##### Data provided
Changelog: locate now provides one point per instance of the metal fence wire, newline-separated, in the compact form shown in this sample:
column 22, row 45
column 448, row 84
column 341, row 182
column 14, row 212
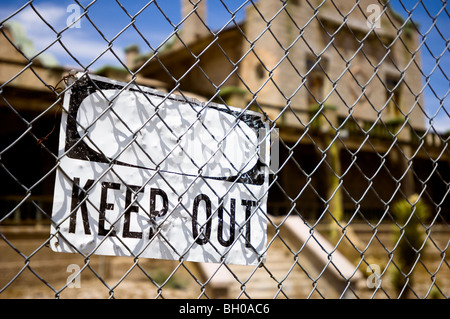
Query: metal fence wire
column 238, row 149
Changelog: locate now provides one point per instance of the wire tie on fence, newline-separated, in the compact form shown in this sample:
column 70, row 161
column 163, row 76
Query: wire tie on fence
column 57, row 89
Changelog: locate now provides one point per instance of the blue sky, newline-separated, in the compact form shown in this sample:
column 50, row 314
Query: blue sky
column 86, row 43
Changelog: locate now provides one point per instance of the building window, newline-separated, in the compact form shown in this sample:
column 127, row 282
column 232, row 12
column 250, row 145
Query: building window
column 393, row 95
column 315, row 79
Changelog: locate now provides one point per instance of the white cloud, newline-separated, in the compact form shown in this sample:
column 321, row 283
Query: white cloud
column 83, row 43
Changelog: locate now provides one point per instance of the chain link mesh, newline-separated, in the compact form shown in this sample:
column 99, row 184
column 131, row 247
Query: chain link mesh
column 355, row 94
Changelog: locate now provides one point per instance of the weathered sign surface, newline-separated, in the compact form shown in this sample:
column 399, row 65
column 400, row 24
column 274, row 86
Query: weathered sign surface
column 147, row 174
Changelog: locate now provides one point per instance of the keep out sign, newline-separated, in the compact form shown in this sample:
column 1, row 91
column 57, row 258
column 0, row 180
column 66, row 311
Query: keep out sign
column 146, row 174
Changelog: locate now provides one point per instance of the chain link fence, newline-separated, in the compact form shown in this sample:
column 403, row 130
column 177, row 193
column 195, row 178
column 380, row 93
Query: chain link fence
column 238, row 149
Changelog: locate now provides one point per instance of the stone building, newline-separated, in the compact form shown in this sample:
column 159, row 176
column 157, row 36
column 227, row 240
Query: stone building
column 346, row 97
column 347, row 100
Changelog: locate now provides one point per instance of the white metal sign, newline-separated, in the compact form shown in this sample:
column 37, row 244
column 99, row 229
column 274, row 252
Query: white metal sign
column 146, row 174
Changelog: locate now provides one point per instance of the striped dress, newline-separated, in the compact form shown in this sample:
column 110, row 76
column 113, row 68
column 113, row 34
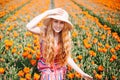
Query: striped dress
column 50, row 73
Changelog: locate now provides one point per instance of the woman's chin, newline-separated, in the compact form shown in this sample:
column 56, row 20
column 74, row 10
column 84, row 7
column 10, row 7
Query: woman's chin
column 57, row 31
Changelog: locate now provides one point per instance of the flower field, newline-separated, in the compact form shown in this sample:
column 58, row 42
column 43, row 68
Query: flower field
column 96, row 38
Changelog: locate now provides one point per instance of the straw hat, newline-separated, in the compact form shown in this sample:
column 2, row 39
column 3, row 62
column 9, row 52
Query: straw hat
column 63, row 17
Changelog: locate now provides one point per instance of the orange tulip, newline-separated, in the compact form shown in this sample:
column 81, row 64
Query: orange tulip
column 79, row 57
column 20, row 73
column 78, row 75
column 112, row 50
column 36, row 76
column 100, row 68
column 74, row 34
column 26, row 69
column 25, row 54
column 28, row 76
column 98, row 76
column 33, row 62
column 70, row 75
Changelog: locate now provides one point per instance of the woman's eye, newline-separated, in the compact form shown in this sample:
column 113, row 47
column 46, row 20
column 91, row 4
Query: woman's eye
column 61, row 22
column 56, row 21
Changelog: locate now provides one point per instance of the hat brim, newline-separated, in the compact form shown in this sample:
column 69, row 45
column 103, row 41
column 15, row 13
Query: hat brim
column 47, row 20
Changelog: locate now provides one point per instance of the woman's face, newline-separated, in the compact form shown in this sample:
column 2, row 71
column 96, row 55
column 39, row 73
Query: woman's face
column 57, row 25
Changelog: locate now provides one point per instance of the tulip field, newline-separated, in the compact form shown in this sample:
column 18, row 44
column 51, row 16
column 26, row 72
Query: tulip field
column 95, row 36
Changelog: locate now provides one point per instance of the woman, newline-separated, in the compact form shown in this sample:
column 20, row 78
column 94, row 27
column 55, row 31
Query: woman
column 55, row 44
##########
##### Data provided
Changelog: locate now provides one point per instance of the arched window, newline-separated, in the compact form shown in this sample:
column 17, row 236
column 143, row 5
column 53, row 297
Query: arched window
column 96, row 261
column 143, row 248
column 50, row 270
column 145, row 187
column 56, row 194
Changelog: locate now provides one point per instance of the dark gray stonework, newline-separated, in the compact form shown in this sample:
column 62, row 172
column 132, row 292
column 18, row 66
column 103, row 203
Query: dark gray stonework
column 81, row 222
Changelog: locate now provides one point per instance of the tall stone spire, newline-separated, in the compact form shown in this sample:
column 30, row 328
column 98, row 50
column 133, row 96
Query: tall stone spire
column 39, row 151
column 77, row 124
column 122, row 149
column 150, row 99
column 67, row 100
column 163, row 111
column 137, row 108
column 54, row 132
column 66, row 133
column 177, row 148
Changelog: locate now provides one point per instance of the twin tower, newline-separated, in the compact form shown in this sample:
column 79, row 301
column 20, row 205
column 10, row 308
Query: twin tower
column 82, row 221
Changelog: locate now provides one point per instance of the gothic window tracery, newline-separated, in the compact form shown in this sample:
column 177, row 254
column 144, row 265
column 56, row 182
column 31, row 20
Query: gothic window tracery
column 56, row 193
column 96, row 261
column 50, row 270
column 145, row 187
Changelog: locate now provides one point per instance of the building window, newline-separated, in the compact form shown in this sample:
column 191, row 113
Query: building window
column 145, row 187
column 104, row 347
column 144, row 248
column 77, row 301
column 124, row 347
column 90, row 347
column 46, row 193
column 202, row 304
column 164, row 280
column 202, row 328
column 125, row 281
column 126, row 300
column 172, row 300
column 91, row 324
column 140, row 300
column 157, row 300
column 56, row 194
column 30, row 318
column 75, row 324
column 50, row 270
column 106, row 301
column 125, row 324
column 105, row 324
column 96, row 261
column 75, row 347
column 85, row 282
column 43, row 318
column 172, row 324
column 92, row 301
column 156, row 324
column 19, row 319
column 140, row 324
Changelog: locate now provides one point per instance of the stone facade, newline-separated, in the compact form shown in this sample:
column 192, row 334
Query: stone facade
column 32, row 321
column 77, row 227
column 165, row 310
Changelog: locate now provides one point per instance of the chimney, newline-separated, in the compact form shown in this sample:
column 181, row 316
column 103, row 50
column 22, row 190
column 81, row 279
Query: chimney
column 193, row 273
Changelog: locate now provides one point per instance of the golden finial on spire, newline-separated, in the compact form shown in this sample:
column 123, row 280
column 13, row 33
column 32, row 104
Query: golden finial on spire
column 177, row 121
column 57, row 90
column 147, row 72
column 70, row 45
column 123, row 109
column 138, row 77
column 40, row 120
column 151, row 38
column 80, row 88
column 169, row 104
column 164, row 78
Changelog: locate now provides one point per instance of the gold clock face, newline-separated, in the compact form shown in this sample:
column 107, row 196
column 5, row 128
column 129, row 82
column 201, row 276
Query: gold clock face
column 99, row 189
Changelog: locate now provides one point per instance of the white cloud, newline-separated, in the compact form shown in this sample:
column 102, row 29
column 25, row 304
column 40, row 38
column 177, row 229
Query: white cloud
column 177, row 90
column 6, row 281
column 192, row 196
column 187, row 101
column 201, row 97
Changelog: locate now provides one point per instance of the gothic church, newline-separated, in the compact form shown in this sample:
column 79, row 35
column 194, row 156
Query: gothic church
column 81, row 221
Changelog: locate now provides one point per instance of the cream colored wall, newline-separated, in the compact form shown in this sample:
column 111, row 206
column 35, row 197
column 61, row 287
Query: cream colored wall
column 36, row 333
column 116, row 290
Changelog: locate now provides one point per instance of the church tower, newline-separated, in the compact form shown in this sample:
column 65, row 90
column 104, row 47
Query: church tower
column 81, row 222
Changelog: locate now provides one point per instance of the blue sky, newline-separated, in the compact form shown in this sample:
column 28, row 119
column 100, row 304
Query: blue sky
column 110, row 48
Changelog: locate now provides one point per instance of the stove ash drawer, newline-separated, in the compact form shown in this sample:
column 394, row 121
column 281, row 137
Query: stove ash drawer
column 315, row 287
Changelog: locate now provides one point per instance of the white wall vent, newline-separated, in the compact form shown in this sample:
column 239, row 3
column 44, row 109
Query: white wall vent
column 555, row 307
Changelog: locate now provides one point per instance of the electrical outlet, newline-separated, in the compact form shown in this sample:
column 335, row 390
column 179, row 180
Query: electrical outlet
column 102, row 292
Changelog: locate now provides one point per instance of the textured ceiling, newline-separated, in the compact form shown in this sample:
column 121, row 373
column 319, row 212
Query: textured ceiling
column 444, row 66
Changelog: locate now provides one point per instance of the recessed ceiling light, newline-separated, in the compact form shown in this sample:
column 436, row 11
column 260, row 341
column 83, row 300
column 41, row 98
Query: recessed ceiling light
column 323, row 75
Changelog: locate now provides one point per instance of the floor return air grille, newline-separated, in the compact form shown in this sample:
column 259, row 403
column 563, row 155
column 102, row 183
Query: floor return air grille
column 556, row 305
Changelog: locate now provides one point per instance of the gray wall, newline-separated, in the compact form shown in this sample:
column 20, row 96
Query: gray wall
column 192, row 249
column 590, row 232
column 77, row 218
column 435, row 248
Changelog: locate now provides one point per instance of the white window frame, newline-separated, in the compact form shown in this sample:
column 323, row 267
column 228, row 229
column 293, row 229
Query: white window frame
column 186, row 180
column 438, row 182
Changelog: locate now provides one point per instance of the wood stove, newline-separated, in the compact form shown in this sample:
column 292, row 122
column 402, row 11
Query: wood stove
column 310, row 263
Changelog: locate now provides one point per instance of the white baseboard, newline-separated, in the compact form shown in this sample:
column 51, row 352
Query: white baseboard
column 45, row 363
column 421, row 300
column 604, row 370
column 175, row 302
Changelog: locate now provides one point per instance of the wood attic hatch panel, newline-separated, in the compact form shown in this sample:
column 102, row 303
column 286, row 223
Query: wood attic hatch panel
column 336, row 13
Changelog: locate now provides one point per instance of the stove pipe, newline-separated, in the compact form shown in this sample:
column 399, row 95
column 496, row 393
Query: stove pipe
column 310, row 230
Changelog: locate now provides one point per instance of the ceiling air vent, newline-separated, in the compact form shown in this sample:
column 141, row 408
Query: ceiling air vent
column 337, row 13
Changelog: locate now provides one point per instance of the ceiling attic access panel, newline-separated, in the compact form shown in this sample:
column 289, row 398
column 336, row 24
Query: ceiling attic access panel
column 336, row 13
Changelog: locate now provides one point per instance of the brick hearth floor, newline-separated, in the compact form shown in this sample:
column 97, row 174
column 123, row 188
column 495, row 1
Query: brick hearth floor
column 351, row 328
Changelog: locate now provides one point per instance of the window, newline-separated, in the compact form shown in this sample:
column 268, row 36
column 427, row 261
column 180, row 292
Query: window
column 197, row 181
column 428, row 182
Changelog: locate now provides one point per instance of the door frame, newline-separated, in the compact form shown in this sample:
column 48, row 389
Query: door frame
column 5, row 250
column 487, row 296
##########
##### Data provided
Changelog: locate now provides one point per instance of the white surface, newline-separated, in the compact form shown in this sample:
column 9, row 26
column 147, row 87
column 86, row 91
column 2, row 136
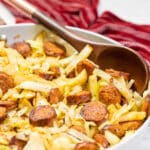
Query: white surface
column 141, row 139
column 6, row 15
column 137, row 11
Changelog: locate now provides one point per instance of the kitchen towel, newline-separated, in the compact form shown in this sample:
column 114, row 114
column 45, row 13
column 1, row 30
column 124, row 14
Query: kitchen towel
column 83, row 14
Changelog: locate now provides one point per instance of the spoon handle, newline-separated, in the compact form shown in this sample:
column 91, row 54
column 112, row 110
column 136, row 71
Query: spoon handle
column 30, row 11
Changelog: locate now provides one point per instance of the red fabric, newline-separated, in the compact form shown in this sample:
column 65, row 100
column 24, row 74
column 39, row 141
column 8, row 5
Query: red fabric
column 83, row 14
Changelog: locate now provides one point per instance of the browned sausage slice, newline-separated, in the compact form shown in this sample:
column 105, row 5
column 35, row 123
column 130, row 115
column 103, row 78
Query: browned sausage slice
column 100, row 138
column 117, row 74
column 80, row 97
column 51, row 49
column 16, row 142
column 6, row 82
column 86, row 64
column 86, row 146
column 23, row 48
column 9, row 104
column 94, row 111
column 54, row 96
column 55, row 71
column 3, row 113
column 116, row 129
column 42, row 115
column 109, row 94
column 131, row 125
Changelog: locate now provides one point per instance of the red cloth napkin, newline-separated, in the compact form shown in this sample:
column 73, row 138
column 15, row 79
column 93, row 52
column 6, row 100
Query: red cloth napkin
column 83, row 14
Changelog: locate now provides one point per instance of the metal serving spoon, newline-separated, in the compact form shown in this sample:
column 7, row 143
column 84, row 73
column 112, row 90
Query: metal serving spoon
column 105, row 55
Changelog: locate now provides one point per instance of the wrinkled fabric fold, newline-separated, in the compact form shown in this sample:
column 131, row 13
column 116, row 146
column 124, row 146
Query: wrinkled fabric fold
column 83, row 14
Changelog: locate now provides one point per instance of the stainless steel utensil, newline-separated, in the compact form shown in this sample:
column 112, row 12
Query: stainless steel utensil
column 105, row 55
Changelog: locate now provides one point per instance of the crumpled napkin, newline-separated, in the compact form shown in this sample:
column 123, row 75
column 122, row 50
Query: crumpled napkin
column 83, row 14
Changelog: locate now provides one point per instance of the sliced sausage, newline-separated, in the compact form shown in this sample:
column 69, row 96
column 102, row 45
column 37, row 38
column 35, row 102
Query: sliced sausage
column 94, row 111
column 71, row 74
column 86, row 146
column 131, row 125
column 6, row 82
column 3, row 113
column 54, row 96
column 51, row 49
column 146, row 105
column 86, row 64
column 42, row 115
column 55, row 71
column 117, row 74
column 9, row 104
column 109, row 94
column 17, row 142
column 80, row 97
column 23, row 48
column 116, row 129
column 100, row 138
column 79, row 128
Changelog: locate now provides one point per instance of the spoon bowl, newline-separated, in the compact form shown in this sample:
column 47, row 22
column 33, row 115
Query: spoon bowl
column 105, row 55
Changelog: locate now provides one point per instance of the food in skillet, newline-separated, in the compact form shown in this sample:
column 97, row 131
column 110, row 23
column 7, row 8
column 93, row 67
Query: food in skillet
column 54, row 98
##########
_Your goal_
Given the records above, return exactly the lines starting at the line containing "of the sliced" and ending at the line containing "of the food", including both.

_Exercise output_
Changelog: locate now provides one point per instance of the sliced sausage, newline-separated, in the compact form shown in this sample:
column 69, row 96
column 102, row 45
column 37, row 38
column 35, row 102
Query: sliced sausage
column 94, row 111
column 71, row 74
column 86, row 146
column 131, row 125
column 6, row 82
column 3, row 113
column 54, row 96
column 51, row 49
column 146, row 105
column 86, row 64
column 42, row 115
column 55, row 71
column 117, row 74
column 9, row 104
column 109, row 94
column 17, row 142
column 80, row 97
column 23, row 48
column 116, row 129
column 100, row 138
column 79, row 128
Changelog: locate now provides one point per instance of the spoon bowl, newline-separated, in the compact form shown in this sample:
column 47, row 22
column 33, row 115
Query: spoon bowl
column 105, row 55
Changelog: locate now provides one point per instance of the food in skillet, newline-separated, in the compact form shown in this sample:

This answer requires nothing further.